▶ [What you need to do]: Give the listing below as a JSON list of strings, one string per line and no strings for blank lines. Leave the pictures out of the answer.
--- Record set ---
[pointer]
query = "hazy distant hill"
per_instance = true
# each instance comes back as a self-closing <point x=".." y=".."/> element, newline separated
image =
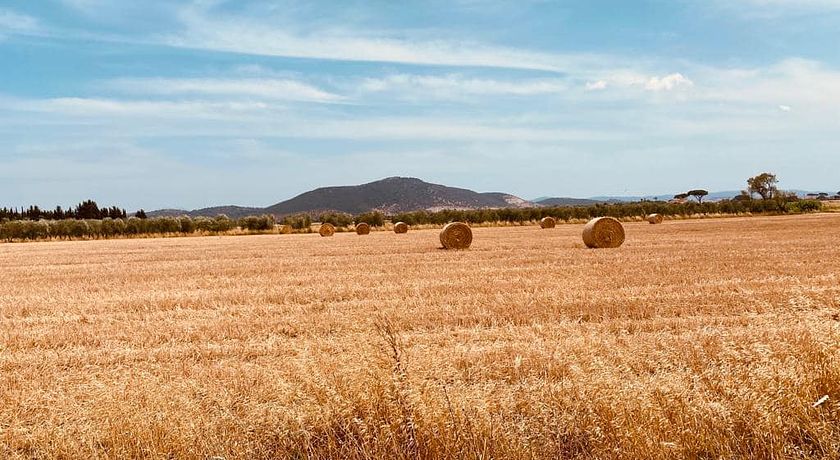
<point x="404" y="194"/>
<point x="393" y="195"/>
<point x="564" y="201"/>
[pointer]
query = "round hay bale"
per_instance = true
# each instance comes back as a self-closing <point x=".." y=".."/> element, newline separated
<point x="326" y="230"/>
<point x="456" y="235"/>
<point x="603" y="232"/>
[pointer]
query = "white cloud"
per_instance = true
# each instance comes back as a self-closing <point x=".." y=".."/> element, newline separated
<point x="455" y="85"/>
<point x="797" y="4"/>
<point x="250" y="36"/>
<point x="159" y="109"/>
<point x="596" y="85"/>
<point x="280" y="89"/>
<point x="12" y="22"/>
<point x="668" y="82"/>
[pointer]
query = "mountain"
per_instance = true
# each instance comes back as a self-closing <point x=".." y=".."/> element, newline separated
<point x="394" y="195"/>
<point x="390" y="196"/>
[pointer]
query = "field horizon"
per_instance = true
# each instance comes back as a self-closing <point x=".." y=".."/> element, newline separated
<point x="696" y="339"/>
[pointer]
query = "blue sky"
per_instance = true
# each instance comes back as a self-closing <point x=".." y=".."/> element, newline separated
<point x="196" y="103"/>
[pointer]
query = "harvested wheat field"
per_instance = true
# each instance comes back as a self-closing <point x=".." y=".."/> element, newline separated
<point x="696" y="339"/>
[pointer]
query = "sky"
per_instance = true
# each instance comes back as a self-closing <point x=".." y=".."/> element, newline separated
<point x="188" y="104"/>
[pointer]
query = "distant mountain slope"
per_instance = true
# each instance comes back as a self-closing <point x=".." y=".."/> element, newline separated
<point x="393" y="195"/>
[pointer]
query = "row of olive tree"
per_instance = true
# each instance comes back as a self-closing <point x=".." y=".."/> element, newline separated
<point x="620" y="210"/>
<point x="11" y="230"/>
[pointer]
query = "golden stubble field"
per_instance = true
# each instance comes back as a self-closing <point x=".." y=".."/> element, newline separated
<point x="696" y="339"/>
---
▶ [Response to this exercise]:
[
  "[pointer]",
  "query = \"hazy distant hill\"",
  "per_instance = true",
  "# each instance comes back as a self-closing <point x=\"..\" y=\"..\"/> element, newline separated",
  "image =",
  "<point x=\"404\" y=\"194\"/>",
  "<point x=\"393\" y=\"195\"/>",
  "<point x=\"564\" y=\"201\"/>",
  "[pointer]",
  "query = \"round hay bale\"",
  "per_instance = true",
  "# each instance comes back as a self-closing <point x=\"..\" y=\"..\"/> element, newline separated",
  "<point x=\"326\" y=\"230\"/>",
  "<point x=\"456\" y=\"235\"/>",
  "<point x=\"603\" y=\"232\"/>",
  "[pointer]",
  "query = \"white cloud\"",
  "per_instance = true",
  "# each instance comes back as a self-closing <point x=\"..\" y=\"..\"/> element, newline separated",
  "<point x=\"455\" y=\"85\"/>",
  "<point x=\"797\" y=\"4\"/>",
  "<point x=\"250\" y=\"36\"/>",
  "<point x=\"159\" y=\"109\"/>",
  "<point x=\"596\" y=\"85\"/>",
  "<point x=\"280\" y=\"89\"/>",
  "<point x=\"12\" y=\"22\"/>",
  "<point x=\"668\" y=\"82\"/>",
  "[pointer]",
  "query = \"mountain\"",
  "per_instance = true",
  "# each instance comes back as a self-closing <point x=\"..\" y=\"..\"/> element, newline separated",
  "<point x=\"394\" y=\"195\"/>",
  "<point x=\"390\" y=\"196\"/>",
  "[pointer]",
  "query = \"field horizon\"",
  "per_instance = true",
  "# each instance comes back as a self-closing <point x=\"..\" y=\"..\"/> element, newline separated",
  "<point x=\"696\" y=\"339\"/>",
  "[pointer]",
  "query = \"blue sky\"",
  "per_instance = true",
  "# each instance comes back as a self-closing <point x=\"..\" y=\"..\"/> element, newline separated",
  "<point x=\"196\" y=\"103\"/>",
  "[pointer]",
  "query = \"harvested wheat field\"",
  "per_instance = true",
  "# each instance comes back as a self-closing <point x=\"..\" y=\"..\"/> element, newline separated",
  "<point x=\"696\" y=\"339\"/>",
  "[pointer]",
  "query = \"sky\"",
  "per_instance = true",
  "# each instance comes back as a self-closing <point x=\"..\" y=\"..\"/> element, newline separated",
  "<point x=\"188\" y=\"104\"/>",
  "[pointer]",
  "query = \"distant mountain slope\"",
  "per_instance = true",
  "# each instance comes back as a self-closing <point x=\"..\" y=\"..\"/> element, newline separated",
  "<point x=\"393\" y=\"195\"/>",
  "[pointer]",
  "query = \"row of olive tree\"",
  "per_instance = true",
  "# each instance comes back as a self-closing <point x=\"..\" y=\"..\"/> element, newline separated",
  "<point x=\"620\" y=\"210\"/>",
  "<point x=\"11\" y=\"230\"/>",
  "[pointer]",
  "query = \"golden stubble field\"",
  "per_instance = true",
  "# each instance comes back as a self-closing <point x=\"..\" y=\"..\"/> element, newline separated",
  "<point x=\"696\" y=\"339\"/>"
]